'''

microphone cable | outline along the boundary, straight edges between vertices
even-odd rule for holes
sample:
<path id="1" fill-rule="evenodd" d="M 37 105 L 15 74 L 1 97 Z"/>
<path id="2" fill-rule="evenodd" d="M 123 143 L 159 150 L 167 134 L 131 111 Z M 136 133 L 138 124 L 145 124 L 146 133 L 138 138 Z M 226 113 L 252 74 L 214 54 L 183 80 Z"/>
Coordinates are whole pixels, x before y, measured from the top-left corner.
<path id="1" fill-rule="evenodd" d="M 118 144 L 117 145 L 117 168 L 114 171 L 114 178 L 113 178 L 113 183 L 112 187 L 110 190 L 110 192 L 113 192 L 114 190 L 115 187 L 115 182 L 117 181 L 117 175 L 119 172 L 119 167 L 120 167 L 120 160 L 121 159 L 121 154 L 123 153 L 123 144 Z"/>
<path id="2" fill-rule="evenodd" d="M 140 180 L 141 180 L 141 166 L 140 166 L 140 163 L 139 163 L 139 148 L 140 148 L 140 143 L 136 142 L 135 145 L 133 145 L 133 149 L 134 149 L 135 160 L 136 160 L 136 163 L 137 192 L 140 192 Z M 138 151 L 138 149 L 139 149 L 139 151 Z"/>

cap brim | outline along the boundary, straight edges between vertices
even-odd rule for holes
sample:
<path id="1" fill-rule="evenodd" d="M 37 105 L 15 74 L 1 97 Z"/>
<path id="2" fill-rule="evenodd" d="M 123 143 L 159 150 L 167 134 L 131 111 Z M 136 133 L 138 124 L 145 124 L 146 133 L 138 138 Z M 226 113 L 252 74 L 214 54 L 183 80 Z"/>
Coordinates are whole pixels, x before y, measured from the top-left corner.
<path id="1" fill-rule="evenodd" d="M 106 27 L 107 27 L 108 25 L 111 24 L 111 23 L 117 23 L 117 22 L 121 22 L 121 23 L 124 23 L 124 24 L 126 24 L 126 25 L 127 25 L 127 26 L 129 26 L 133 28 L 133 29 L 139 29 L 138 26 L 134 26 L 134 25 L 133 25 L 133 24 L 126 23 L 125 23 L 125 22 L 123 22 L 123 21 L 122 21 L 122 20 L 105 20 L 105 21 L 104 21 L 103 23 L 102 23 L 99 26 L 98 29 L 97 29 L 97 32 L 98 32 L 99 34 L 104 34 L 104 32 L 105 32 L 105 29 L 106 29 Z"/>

'''

> _TASK TO CARRY OUT_: Reproduce the records word for word, from their first line down to and including the line containing "140 180 L 141".

> _CORRECT RESULT_:
microphone cable | outline along the boundary, straight edges between vertices
even-odd rule for holes
sample:
<path id="1" fill-rule="evenodd" d="M 37 105 L 15 74 L 1 97 Z"/>
<path id="2" fill-rule="evenodd" d="M 123 143 L 159 150 L 167 134 L 131 111 Z M 136 133 L 138 124 L 145 124 L 146 133 L 138 138 Z M 226 113 L 252 74 L 214 54 L 183 80 Z"/>
Coordinates are whole pixels, x before y, measured from the top-left corner.
<path id="1" fill-rule="evenodd" d="M 118 144 L 117 145 L 117 168 L 114 171 L 114 178 L 113 178 L 113 183 L 112 187 L 110 190 L 110 192 L 113 192 L 114 190 L 115 187 L 115 182 L 117 181 L 117 175 L 119 172 L 119 167 L 120 167 L 120 160 L 121 159 L 121 154 L 123 153 L 123 144 Z"/>
<path id="2" fill-rule="evenodd" d="M 140 180 L 141 180 L 141 166 L 140 166 L 140 163 L 139 163 L 139 148 L 140 148 L 140 143 L 136 142 L 135 145 L 133 145 L 133 149 L 134 149 L 135 160 L 136 160 L 136 163 L 137 192 L 140 192 Z M 138 151 L 138 149 L 139 149 L 139 151 Z"/>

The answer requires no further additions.